STATED TASK → Extract the following lines word for word, leaving nothing out.

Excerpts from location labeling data
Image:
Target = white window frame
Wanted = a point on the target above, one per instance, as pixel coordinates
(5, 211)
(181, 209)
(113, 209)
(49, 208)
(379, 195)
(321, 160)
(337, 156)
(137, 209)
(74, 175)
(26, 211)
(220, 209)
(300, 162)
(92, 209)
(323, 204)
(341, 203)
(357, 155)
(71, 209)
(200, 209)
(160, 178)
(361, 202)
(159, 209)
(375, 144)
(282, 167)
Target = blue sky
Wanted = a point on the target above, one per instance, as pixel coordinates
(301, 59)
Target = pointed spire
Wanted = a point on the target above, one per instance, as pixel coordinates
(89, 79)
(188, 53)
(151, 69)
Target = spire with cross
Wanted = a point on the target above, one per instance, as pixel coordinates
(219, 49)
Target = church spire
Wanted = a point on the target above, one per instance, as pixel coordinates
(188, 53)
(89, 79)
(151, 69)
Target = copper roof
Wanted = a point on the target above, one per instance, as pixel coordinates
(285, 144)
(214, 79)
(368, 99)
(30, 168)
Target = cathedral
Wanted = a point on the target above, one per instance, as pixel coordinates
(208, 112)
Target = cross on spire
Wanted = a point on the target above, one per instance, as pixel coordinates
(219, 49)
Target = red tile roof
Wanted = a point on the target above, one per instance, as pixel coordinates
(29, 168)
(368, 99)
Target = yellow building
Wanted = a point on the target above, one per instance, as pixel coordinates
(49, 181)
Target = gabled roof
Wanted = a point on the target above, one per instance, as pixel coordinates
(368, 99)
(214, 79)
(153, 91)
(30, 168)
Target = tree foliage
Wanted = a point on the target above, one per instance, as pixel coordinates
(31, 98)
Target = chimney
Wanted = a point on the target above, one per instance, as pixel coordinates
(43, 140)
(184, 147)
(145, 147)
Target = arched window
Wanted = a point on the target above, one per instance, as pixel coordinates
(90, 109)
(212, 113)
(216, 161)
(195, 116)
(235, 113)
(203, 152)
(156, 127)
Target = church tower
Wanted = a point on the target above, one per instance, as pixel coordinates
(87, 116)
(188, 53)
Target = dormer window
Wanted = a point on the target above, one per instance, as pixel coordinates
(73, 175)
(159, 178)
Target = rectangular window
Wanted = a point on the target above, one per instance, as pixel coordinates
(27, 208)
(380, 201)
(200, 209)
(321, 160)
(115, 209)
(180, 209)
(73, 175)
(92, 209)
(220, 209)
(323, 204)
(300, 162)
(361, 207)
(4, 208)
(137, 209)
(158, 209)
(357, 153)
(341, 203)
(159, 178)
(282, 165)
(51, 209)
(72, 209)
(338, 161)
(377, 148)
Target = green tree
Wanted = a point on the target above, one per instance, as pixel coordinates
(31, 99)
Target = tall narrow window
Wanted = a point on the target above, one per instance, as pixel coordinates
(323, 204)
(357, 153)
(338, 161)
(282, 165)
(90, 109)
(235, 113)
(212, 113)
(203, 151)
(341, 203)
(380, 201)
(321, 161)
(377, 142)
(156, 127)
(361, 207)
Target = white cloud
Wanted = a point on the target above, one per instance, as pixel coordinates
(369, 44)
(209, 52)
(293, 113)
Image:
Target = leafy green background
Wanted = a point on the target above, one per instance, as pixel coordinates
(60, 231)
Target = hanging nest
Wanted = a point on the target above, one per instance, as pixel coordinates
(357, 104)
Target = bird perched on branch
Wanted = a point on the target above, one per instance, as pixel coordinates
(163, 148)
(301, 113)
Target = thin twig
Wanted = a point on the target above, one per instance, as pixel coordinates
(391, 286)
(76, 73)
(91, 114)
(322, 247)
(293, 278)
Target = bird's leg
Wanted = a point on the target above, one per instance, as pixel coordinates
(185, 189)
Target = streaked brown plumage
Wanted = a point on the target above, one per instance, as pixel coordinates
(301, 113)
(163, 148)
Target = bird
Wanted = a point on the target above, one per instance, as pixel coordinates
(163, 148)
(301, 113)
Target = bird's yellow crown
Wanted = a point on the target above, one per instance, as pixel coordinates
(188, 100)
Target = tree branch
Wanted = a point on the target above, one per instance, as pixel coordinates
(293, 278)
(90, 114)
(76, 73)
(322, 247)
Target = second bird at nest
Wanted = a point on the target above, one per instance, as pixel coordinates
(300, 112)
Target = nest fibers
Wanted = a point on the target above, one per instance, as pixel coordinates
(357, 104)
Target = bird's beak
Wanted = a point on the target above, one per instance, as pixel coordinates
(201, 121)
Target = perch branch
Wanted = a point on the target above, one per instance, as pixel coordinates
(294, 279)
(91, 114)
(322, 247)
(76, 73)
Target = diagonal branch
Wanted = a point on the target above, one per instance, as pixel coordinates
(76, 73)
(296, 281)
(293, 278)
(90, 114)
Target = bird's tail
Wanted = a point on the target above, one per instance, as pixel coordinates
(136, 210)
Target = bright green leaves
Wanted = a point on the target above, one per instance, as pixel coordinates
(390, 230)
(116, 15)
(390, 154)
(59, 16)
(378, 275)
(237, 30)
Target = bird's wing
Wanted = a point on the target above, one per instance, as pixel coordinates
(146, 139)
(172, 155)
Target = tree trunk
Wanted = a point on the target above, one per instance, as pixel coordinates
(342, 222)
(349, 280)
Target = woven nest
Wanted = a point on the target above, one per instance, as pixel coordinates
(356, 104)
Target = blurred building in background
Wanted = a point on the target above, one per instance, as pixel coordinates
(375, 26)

FULL SOLUTION →
Image:
Target = white window frame
Wanted = a point on the target above, one per instance, as pixel coordinates
(5, 211)
(181, 209)
(113, 209)
(49, 208)
(379, 195)
(321, 160)
(337, 156)
(137, 209)
(74, 175)
(26, 211)
(220, 209)
(300, 162)
(92, 209)
(323, 204)
(341, 203)
(357, 155)
(71, 209)
(200, 209)
(160, 178)
(361, 202)
(159, 209)
(375, 144)
(282, 167)
Target = blue sky
Wanted = a point on the target above, one per instance, as pixel coordinates
(301, 59)
Target = pointed spire
Wanted = a point on the target above, one per instance, as pixel coordinates
(89, 79)
(188, 53)
(151, 69)
Target = spire with cross
Wanted = a point on the target above, one per instance, as pixel coordinates
(219, 49)
Target = church spire
Wanted = a point on the target above, one per instance, as pixel coordinates
(188, 53)
(89, 79)
(151, 69)
Target = copper roof
Wanted = a point on the target above, one per instance, as pixel coordinates
(285, 144)
(214, 79)
(368, 99)
(30, 168)
Target = cathedral
Wanted = a point on the target above, one per instance, as pixel coordinates
(208, 112)
Target = cross on spire
Wanted = a point on the target above, one per instance, as pixel coordinates
(219, 49)
Target = red tile roof
Wanted = a point on the target above, one per instance, as pixel coordinates
(29, 168)
(368, 99)
Target = yellow building
Wanted = a point on the target above, one per instance, as pixel coordinates
(49, 181)
Target = gabled roof
Wanted = a point on the target above, one per instance, as pixel coordinates
(368, 99)
(214, 79)
(153, 91)
(30, 168)
Target = tree foliage
Wanted = a point on the target above, one per instance, as pixel coordinates
(31, 98)
Target = chimney
Wanted = a point on the target above, one per instance, as pixel coordinates
(43, 140)
(184, 147)
(145, 147)
Target = arched window
Wanted = a point on the target above, one per instance, as pixel coordinates
(90, 109)
(212, 113)
(216, 161)
(195, 116)
(235, 113)
(203, 152)
(156, 127)
Target = church tower
Wanted = a point on the target above, one per instance, as pixel coordinates
(87, 116)
(188, 53)
Target = dormer window
Wanted = a point on the target above, one per instance, as pixel coordinates
(73, 175)
(159, 178)
Target = rectangular window
Wanted = a point on the target above, one per instance, as pixel coordinates
(27, 208)
(380, 201)
(200, 209)
(321, 160)
(115, 209)
(180, 209)
(73, 175)
(92, 209)
(220, 209)
(323, 204)
(300, 162)
(361, 207)
(4, 208)
(137, 209)
(158, 209)
(357, 153)
(341, 203)
(159, 178)
(282, 165)
(51, 209)
(72, 209)
(338, 161)
(377, 148)
Target = green tree
Wanted = a point on the target above, one per instance, as pixel coordinates
(31, 99)
Target = tall narrow window
Wanted = a point on the target above, one per instance, as pixel coordinates
(323, 204)
(357, 153)
(338, 161)
(282, 165)
(90, 109)
(235, 113)
(212, 113)
(203, 151)
(341, 203)
(380, 201)
(321, 161)
(377, 142)
(156, 127)
(361, 207)
Target = white cloud
Wanted = a point on the target above, one per instance, as pixel coordinates
(369, 44)
(209, 52)
(293, 113)
Image:
Target = leafy green background
Wanted = a point on the target above, one per instance, as pixel coordinates
(60, 231)
Target = hanging nest
Wanted = a point on the target above, one per instance, as pixel coordinates
(357, 104)
Target = bird perched on branch
Wanted = a point on the target above, one per instance, as pixel coordinates
(163, 148)
(301, 113)
Target = thin twig
Wanted = a point on the target above, one per instance, as pixel coordinates
(391, 286)
(76, 73)
(91, 114)
(322, 247)
(293, 278)
Target = bird's leg
Wanted = a point on the target above, one per instance, as pixel coordinates
(185, 189)
Target = streaked brown plumage
Wanted = a point on the target above, one per instance, as pixel coordinates
(301, 113)
(163, 148)
Target = bird
Wanted = a point on the target above, one per instance, as pixel coordinates
(163, 148)
(301, 113)
Target = bird's yellow crown
Wanted = a point on the target above, one per instance, as pixel coordinates
(188, 100)
Target = tree branch
Wanted = a point on the target above, one per instance, as pixel coordinates
(293, 278)
(90, 114)
(76, 73)
(322, 247)
Target = second bird at nest
Wanted = a point on the target above, one per instance, as pixel coordinates
(300, 112)
Target = nest fibers
Wanted = a point on the target above, one per instance, as pixel coordinates
(357, 104)
Target = bird's beak
Wanted = a point on the target above, one per instance, as pixel coordinates
(201, 121)
Target = perch branch
Wanted = a point on the target above, one per instance, as pixel coordinates
(294, 279)
(91, 114)
(322, 247)
(76, 73)
Target = diagonal branch
Wanted = a point on the target above, one per instance, as pixel coordinates
(76, 73)
(296, 281)
(293, 278)
(90, 114)
Target = bird's tail
Wanted = a point on the target above, one per instance, as pixel coordinates
(136, 210)
Target = bright green leaves
Wanted = a point on the target above, one per instance, as pixel coordinates
(390, 230)
(116, 15)
(390, 154)
(59, 16)
(378, 275)
(237, 30)
Target = bird's wing
Wanted = a point on the target above, one per instance, as pixel coordinates
(146, 139)
(172, 155)
Target = tree trunk
Wanted = a point on the target above, one per instance, as pixel coordinates
(342, 222)
(349, 280)
Target = woven nest
Wanted = a point on the target above, one per instance, as pixel coordinates
(356, 104)
Target = blurred building in background
Wanted = a point on the target above, one per instance, as pixel coordinates
(375, 26)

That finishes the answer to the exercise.